- _Objective_:
Word for word, restate every line of the material.

——

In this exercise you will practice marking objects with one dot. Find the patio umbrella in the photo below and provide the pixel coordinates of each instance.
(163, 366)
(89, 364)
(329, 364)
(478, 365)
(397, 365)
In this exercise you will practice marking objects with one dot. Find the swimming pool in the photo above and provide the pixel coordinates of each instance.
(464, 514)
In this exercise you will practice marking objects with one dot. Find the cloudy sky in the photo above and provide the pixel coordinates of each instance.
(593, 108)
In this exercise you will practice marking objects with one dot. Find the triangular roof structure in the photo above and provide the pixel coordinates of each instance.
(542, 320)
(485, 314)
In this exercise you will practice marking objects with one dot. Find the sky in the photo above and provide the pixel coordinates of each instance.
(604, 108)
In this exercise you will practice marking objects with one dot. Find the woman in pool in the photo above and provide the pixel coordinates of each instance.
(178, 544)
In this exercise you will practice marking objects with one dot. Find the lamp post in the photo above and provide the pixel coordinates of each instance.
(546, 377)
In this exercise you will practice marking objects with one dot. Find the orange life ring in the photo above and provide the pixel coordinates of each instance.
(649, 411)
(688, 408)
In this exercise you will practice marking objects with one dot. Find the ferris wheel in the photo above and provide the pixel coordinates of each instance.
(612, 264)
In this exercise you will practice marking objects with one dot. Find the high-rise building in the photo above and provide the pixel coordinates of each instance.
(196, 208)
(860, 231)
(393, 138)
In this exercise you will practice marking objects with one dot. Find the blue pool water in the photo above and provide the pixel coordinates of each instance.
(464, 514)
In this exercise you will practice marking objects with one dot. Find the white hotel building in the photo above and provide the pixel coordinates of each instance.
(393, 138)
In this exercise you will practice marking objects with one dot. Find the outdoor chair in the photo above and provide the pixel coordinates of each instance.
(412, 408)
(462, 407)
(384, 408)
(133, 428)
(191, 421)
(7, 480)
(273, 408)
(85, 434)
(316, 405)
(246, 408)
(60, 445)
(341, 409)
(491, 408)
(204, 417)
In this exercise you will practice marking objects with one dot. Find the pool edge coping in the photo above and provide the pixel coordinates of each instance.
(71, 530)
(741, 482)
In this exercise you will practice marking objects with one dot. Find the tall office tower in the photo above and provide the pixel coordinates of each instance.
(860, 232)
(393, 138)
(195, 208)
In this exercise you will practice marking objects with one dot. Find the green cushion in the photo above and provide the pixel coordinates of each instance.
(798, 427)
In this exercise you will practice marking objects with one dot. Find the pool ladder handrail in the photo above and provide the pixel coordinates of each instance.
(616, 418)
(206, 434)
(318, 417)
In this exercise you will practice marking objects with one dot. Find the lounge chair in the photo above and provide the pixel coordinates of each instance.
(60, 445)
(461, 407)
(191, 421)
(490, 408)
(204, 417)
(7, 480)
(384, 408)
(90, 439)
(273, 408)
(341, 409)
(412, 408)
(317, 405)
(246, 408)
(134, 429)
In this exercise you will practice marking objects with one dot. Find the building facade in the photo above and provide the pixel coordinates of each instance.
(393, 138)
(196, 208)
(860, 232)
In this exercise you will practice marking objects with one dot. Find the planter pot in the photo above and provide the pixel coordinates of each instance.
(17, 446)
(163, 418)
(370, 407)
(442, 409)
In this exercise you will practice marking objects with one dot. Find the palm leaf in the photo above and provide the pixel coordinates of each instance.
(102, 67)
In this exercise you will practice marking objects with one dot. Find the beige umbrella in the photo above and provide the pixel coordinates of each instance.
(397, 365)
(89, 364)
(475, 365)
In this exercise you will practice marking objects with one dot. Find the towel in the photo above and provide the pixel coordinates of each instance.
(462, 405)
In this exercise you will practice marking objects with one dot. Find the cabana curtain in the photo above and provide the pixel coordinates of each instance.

——

- _Result of this task_:
In this exercise you will practice marking objects with one dot. Find the patio umbrella in the photo below and provide the pixel coordinates of each instance.
(163, 366)
(89, 364)
(329, 364)
(478, 365)
(397, 365)
In this exercise you will practice marking objects with one dot. Find the swimming pool in the photo above and provide the pixel coordinates of each instance.
(464, 514)
In this exercise you will practice marking objects with one dot. Find the cloudy sky in the photo above and provide the pixel coordinates of each instance.
(593, 108)
In this exercise you will practice marking objects with one dot. Find the triangular roof structure in the photo above and provide the pixel coordinates of each instance.
(542, 320)
(485, 314)
In this exercise you will practice marking objects with one dot. Find the sky in the photo above and provide the pixel coordinates of each instance.
(604, 108)
In this exercise you will practice marking objects with one dot. Find the woman in pool in the photo above and provide the pixel coordinates of each instance.
(178, 544)
In this exercise you will practice marking objects with one dot. Find the lamp post in the photo above and provide the pixel coordinates of each instance.
(546, 377)
In this exercise you will practice marking objects with one dot. Find the orange life ring in the photo above and provide the pixel coordinates of each instance.
(649, 411)
(688, 408)
In this exercise you will practice marking objects with one dot. Find the ferris wheel in the photo above and provide the pixel coordinates of each instance.
(612, 264)
In this exercise you will practice marking objects with one dot. Find the high-rise building in the photo above and provide the pixel coordinates of each instance.
(196, 208)
(860, 231)
(393, 138)
In this exercise you will practice marking objects with one dot. Find the blue pool water in the photo above and provide the pixel coordinates of each instance.
(464, 514)
In this exercise you will practice marking objects with one dot. Find the white hotel building in the photo above and provide the pixel coordinates of each instance.
(393, 138)
In this exercise you will practice marking objects with one dot. Find the outdoor chair in the photo above and provide the pixel coordinates of each instance.
(412, 408)
(462, 407)
(384, 408)
(133, 428)
(191, 421)
(7, 480)
(273, 408)
(85, 434)
(316, 405)
(246, 408)
(60, 445)
(341, 409)
(491, 408)
(204, 417)
In this exercise you will practice marking objects with one dot. Find the pool edge coping in the photo above and provide the pixel coordinates of each instance.
(71, 530)
(741, 482)
In this exercise you will practice marking objects with one dot. Find the tall office tower in the photo above and provide the pixel coordinates of each instance.
(860, 232)
(393, 138)
(195, 208)
In this exercise you will practice marking objects with one dot. Find the green cushion in the photo above and provide the pixel coordinates of each instance.
(798, 427)
In this exercise you will practice marking objects with one dot. Find the pool ladder handrail in the photo above and provide the pixel coordinates of each instance.
(616, 418)
(206, 434)
(318, 417)
In this exercise you will practice marking objects with one dot. Find the lounge chair in the photo above and provide the pixel coordinates of each instance.
(60, 445)
(461, 407)
(191, 421)
(490, 408)
(204, 417)
(7, 480)
(384, 408)
(90, 439)
(273, 408)
(341, 409)
(412, 408)
(317, 405)
(246, 408)
(134, 429)
In this exercise you will practice marking objects with one dot. Find the building facade in the photo above and provide the pixel coordinates of each instance.
(393, 138)
(196, 208)
(860, 232)
In this exercise you will practice marking objects with one dot. Find the planter pot in the photo above and provide the pixel coordinates of each instance.
(17, 446)
(163, 418)
(370, 407)
(442, 409)
In this exercise you will practice marking objects with one dot. Find the palm leaf in the photo above and provide the pixel coordinates of each instance.
(102, 67)
In this exercise you will practice marking objects with one dot. Find the beige umbrella in the photo above and provide the pixel coordinates of each instance.
(397, 365)
(89, 364)
(475, 365)
In this exercise you will practice marking objects with one dot. Find the towel in the photo above and provide the pixel coordinates of each instance.
(462, 405)
In this exercise you will practice marking objects with one dot. Find the cabana curtain in the photo above and provide the pixel coordinates of each instance.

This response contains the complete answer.